BEGIN PROVIDED DATA
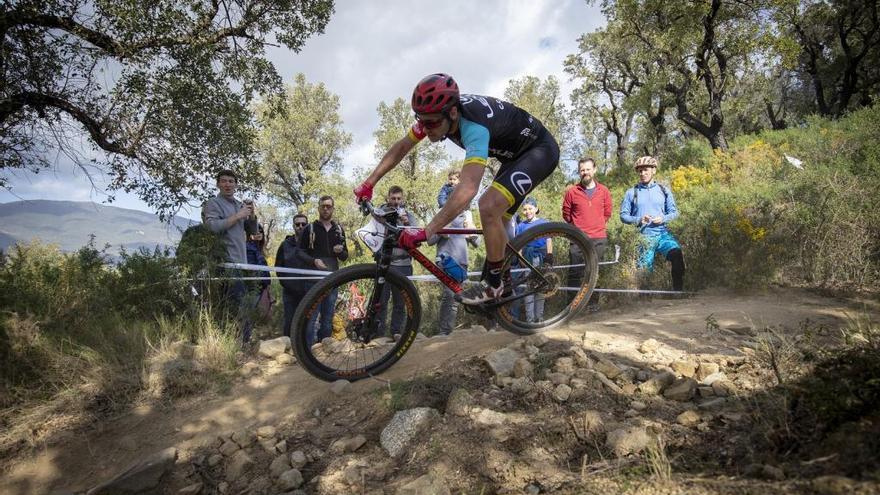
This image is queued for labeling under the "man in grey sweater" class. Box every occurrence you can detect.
[428,212,479,335]
[202,170,256,342]
[377,186,419,335]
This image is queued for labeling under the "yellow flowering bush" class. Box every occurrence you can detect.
[671,169,712,193]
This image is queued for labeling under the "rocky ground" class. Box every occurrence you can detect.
[0,291,880,494]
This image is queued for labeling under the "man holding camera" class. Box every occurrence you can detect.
[298,196,348,345]
[202,170,257,342]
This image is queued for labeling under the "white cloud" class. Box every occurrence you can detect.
[0,0,604,218]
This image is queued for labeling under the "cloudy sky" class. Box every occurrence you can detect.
[0,0,604,218]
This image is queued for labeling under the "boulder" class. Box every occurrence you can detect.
[379,408,438,457]
[513,358,534,378]
[330,380,351,395]
[87,447,177,495]
[669,361,698,378]
[446,388,474,416]
[483,347,521,376]
[278,469,303,490]
[639,339,660,354]
[663,378,697,402]
[696,362,720,385]
[639,371,675,395]
[553,383,571,402]
[605,426,651,457]
[396,474,451,495]
[257,336,290,359]
[269,455,290,478]
[675,409,703,426]
[226,450,254,481]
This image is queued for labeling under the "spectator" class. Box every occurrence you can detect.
[511,197,553,323]
[245,223,275,318]
[202,170,255,342]
[275,213,312,337]
[562,158,612,312]
[428,212,479,335]
[298,196,348,345]
[620,156,685,291]
[376,186,419,335]
[437,170,461,208]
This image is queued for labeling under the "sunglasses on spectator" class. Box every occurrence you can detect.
[416,114,443,129]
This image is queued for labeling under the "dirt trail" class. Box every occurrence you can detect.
[0,290,876,494]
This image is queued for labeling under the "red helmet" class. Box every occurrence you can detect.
[412,73,458,113]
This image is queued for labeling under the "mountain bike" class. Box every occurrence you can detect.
[291,201,597,381]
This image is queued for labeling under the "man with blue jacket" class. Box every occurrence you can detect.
[620,156,684,291]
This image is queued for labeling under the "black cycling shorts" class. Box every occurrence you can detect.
[491,129,559,219]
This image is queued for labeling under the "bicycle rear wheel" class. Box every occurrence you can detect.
[291,264,422,381]
[495,222,598,335]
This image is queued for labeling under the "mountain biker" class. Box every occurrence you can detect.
[354,73,559,305]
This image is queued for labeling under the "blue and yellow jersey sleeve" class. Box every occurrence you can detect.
[459,118,489,167]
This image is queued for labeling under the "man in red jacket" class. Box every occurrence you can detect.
[562,158,612,311]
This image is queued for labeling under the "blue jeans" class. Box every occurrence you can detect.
[376,265,412,337]
[638,231,681,272]
[305,283,339,347]
[226,280,256,342]
[281,289,305,337]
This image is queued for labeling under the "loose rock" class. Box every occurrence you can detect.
[257,336,290,359]
[226,450,254,481]
[639,339,660,354]
[379,408,438,457]
[663,378,697,402]
[605,426,651,457]
[330,380,351,395]
[483,347,520,376]
[446,388,474,416]
[278,469,303,490]
[88,447,177,495]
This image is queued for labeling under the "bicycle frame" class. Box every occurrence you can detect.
[362,202,549,338]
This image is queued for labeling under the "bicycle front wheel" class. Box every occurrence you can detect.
[495,222,598,335]
[291,264,422,381]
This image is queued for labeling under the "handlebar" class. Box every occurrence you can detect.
[359,199,405,232]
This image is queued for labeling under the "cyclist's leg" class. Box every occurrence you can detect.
[462,131,559,304]
[389,265,412,334]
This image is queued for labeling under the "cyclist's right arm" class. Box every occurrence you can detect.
[366,135,419,186]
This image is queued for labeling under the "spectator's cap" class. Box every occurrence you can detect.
[634,156,657,169]
[215,169,238,182]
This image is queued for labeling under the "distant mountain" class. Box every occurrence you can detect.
[0,200,199,255]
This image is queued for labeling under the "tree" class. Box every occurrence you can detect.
[0,0,333,218]
[588,0,768,149]
[776,0,880,118]
[504,76,574,214]
[373,98,450,221]
[256,74,351,208]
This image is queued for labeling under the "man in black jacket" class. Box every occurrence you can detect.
[299,196,348,345]
[275,213,309,337]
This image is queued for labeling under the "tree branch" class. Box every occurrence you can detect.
[0,91,136,158]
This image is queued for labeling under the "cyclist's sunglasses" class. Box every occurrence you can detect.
[416,114,445,129]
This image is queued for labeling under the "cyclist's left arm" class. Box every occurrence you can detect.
[425,118,489,237]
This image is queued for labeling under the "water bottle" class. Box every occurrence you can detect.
[437,253,467,282]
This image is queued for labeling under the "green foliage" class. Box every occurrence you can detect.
[256,73,351,207]
[0,0,333,216]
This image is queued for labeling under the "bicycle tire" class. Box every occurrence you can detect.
[494,222,598,335]
[291,264,422,382]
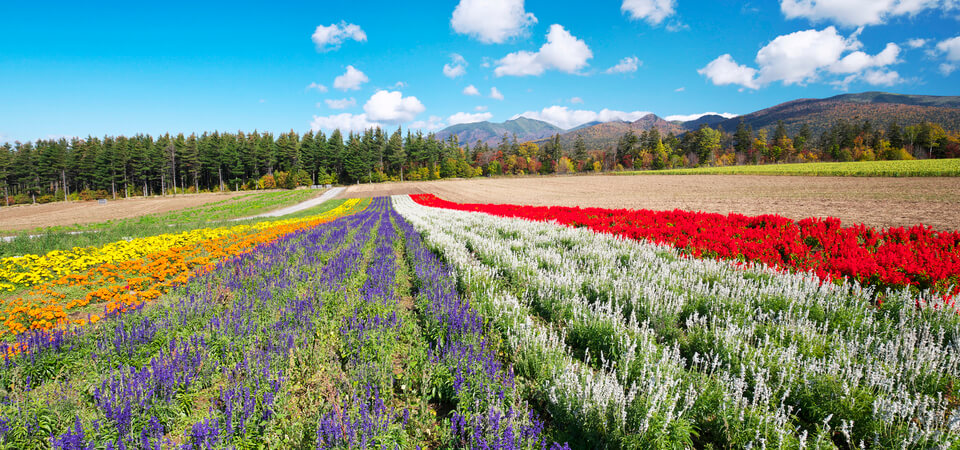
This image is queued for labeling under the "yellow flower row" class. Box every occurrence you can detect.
[0,200,365,342]
[0,200,358,291]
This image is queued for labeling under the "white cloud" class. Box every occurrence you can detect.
[447,112,493,125]
[493,24,593,77]
[697,26,900,89]
[697,53,760,89]
[310,113,381,131]
[780,0,956,27]
[605,56,643,73]
[863,70,900,86]
[333,66,370,91]
[937,36,960,61]
[493,50,547,77]
[323,98,357,109]
[310,21,367,52]
[663,111,739,122]
[828,42,900,73]
[450,0,537,44]
[757,26,860,85]
[443,53,467,78]
[410,116,446,131]
[511,105,651,129]
[620,0,676,25]
[307,81,327,93]
[363,90,426,123]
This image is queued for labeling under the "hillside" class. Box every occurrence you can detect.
[437,92,960,149]
[719,92,960,136]
[437,117,563,146]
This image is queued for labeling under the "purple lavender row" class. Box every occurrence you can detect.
[317,197,409,449]
[183,205,376,449]
[394,204,569,449]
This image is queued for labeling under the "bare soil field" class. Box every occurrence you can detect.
[341,175,960,230]
[0,192,249,231]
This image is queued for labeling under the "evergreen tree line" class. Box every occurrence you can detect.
[0,128,478,206]
[0,121,960,206]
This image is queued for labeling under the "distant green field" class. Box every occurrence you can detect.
[617,159,960,177]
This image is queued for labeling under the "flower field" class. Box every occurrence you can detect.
[0,196,960,450]
[0,200,358,337]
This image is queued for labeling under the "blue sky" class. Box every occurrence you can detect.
[0,0,960,141]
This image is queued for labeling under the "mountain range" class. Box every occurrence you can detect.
[437,92,960,148]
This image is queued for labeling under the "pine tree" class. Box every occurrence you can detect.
[573,133,587,162]
[733,120,753,153]
[384,127,407,180]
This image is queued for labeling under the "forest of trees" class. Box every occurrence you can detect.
[0,121,960,206]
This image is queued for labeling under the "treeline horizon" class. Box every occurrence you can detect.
[0,121,960,206]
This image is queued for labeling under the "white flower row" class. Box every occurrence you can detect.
[394,196,960,447]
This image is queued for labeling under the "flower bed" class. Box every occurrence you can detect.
[0,200,359,337]
[412,194,960,302]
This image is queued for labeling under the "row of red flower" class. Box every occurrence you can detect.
[412,194,960,295]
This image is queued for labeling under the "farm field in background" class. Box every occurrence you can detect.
[0,193,960,449]
[616,159,960,177]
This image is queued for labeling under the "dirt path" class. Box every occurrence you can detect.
[341,175,960,230]
[234,187,343,221]
[0,192,250,231]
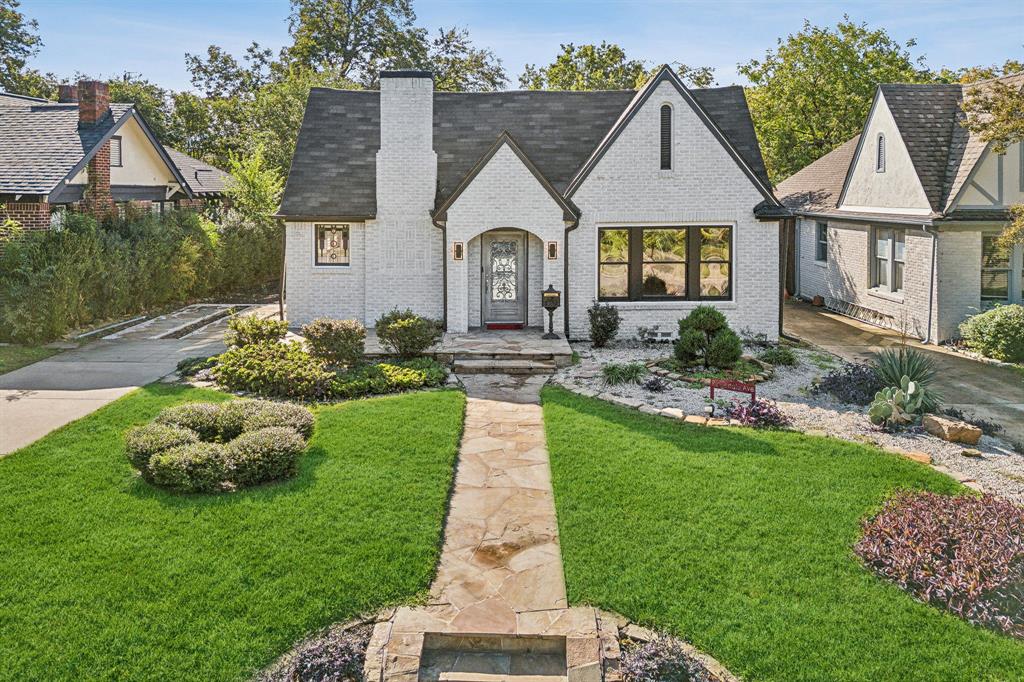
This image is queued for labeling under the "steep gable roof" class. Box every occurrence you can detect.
[279,69,774,218]
[879,84,963,212]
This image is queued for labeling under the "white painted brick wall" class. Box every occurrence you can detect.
[798,218,981,341]
[445,145,565,332]
[568,83,779,338]
[285,222,367,327]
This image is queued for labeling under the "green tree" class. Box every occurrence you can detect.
[283,0,423,85]
[0,0,54,97]
[519,42,715,90]
[738,16,931,182]
[964,73,1024,249]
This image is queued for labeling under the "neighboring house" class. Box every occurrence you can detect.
[280,67,783,338]
[0,81,227,229]
[776,75,1024,343]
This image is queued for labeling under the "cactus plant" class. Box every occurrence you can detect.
[867,375,925,426]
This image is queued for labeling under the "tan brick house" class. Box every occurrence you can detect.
[0,81,227,229]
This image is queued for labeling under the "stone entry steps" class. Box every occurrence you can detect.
[452,354,558,375]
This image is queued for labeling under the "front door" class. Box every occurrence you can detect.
[480,231,526,328]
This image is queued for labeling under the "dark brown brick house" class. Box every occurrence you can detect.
[0,81,228,229]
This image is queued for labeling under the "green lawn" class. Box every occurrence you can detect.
[0,344,60,374]
[0,385,464,681]
[543,388,1024,682]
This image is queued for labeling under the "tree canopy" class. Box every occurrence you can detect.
[738,17,933,182]
[519,42,715,90]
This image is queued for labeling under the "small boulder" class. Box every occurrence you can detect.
[921,415,981,445]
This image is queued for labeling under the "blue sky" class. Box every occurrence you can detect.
[22,0,1024,89]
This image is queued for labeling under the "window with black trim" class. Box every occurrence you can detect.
[315,224,349,265]
[981,235,1011,303]
[662,104,672,170]
[871,227,906,294]
[111,135,123,168]
[814,222,828,263]
[598,226,732,301]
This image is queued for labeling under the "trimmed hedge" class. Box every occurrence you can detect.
[224,426,306,487]
[150,442,226,493]
[125,423,199,476]
[125,400,314,493]
[302,317,367,367]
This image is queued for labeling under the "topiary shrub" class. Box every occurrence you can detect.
[622,637,705,682]
[242,400,316,439]
[212,341,334,400]
[376,309,441,358]
[150,442,226,493]
[959,304,1024,363]
[854,492,1024,637]
[224,426,306,487]
[125,424,199,478]
[675,305,743,370]
[302,317,367,367]
[587,301,621,348]
[157,402,220,440]
[224,315,288,348]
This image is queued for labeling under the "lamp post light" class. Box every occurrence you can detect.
[541,285,562,339]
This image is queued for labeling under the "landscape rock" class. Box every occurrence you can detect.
[921,415,981,445]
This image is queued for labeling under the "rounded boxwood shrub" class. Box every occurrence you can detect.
[157,402,220,440]
[125,400,313,493]
[224,315,288,348]
[224,426,306,486]
[150,442,226,493]
[376,310,441,358]
[302,317,367,367]
[959,304,1024,363]
[212,341,334,400]
[125,424,199,477]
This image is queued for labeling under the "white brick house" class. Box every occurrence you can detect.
[280,67,784,338]
[777,75,1024,343]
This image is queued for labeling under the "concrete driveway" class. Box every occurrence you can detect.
[783,301,1024,442]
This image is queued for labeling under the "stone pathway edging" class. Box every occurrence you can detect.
[552,377,985,493]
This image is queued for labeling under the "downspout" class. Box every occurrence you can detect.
[430,215,447,332]
[562,217,580,341]
[921,224,939,343]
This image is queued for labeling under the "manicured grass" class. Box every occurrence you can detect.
[0,344,59,374]
[543,388,1024,682]
[0,385,465,681]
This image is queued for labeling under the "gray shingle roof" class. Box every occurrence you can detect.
[0,101,132,195]
[775,135,860,211]
[164,146,231,197]
[879,84,963,212]
[281,86,768,217]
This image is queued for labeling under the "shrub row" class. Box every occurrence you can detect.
[0,211,281,343]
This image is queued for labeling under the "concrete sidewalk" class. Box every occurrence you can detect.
[784,301,1024,442]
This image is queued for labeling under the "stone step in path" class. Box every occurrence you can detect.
[366,375,621,682]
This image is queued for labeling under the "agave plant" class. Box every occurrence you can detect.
[872,346,942,412]
[867,376,926,426]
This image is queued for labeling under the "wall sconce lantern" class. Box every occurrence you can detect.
[541,285,562,339]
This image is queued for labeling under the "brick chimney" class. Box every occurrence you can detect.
[77,81,117,220]
[78,81,111,126]
[57,84,78,103]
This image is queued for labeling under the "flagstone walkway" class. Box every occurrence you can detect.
[366,382,617,682]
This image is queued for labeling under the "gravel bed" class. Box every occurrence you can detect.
[555,341,1024,505]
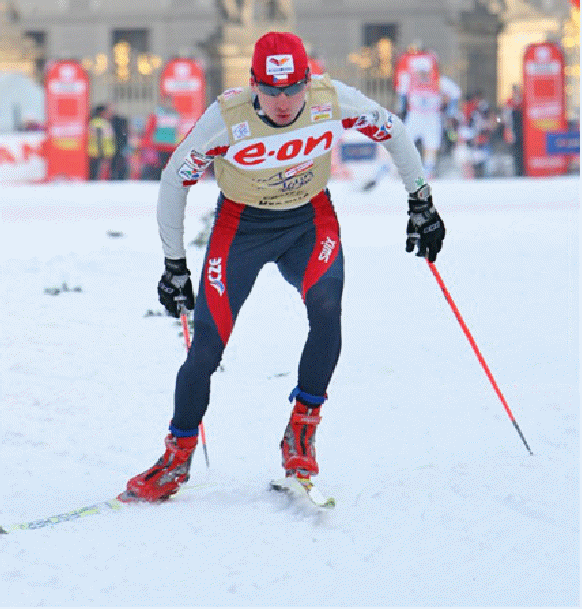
END PROVIDED DATA
- _TASK REQUIREMENTS_: Quote every line of the listing above that contains the word "spectator".

- _THE ANSWER_:
This image is queued for labeling under the "spectator" class. Box every occurrence you can detect.
This image is queued for labeling under the "sunglasses on spectator" class. Box every occurrence you can detect.
This image is queued for labeling under the "spectator's cap" class. Box every occurrence you can detect.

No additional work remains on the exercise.